Selected excerpt
--

The Financial Times says investigators employed by Nigeria's civilian president have named 15 London banks.

They are cited as possible depositories of hundreds of millions of dollars from more than $4bn (2.76bn) allegedly looted by General Abacha during his four-and-a-half year rule.

The paper says the UK Government was asked four months ago to help track any money deposited in London but did not respond.

It quotes British officials as saying they lack the power to freeze accounts and seize documents until charges have been brought in Nigeria.

Prime Minister Tony Blair is understood to have promised Nigerian president Olusegun Obasanjo full co-operation.

Frozen out

Mr Obasanjo's administration has been going to great lengths to try to recover the money looted by Abacha and his associates.

Switzerland and Liechtenstein have, at Nigeria's request, frozen hundreds of millions of dollars in bank accounts traced to Abacha's family.

The Swiss Federal Banking Commission says almost a third of the money deposited with Swiss banks had first been banked in the UK, US and Austria.

General Abacha ruled Nigeria from 1993 until his death in 1998.

--

Dataset excerpt

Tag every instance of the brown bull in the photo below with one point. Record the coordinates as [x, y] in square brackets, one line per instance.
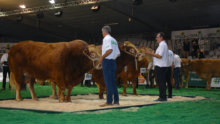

--

Challenge A
In the Abacha report, what share of the money deposited with Swiss banks does the Swiss Federal Banking Commission say had first been banked in the UK, US and Austria?
Challenge B
Carry the Abacha report forward from its final sentence about his rule ending in 1998.
The listing is separate material and has no connection to the Abacha report.

Result A
Almost a third of it.

Result B
According to the current Nigerian government, he used a circle of family members, close aides and business associates to disperse the stolen cash.

'Bribery and corruption'

It was allegedly amassed by awarding contracts to bogus companies, accepting bribes and siphoning money direct from the Nigerian treasury.

In September, several leading banks in Switzerland were criticised by the country's regulators for accepting money from Abacha's family.

In a report, the Swiss banking commission said 19 institutions had had dealings with the Abacha regime.

The commission acknowledged that the banks had reported their suspicions of money-laundering to the authorities, but said they should not have accepted the money in the first place.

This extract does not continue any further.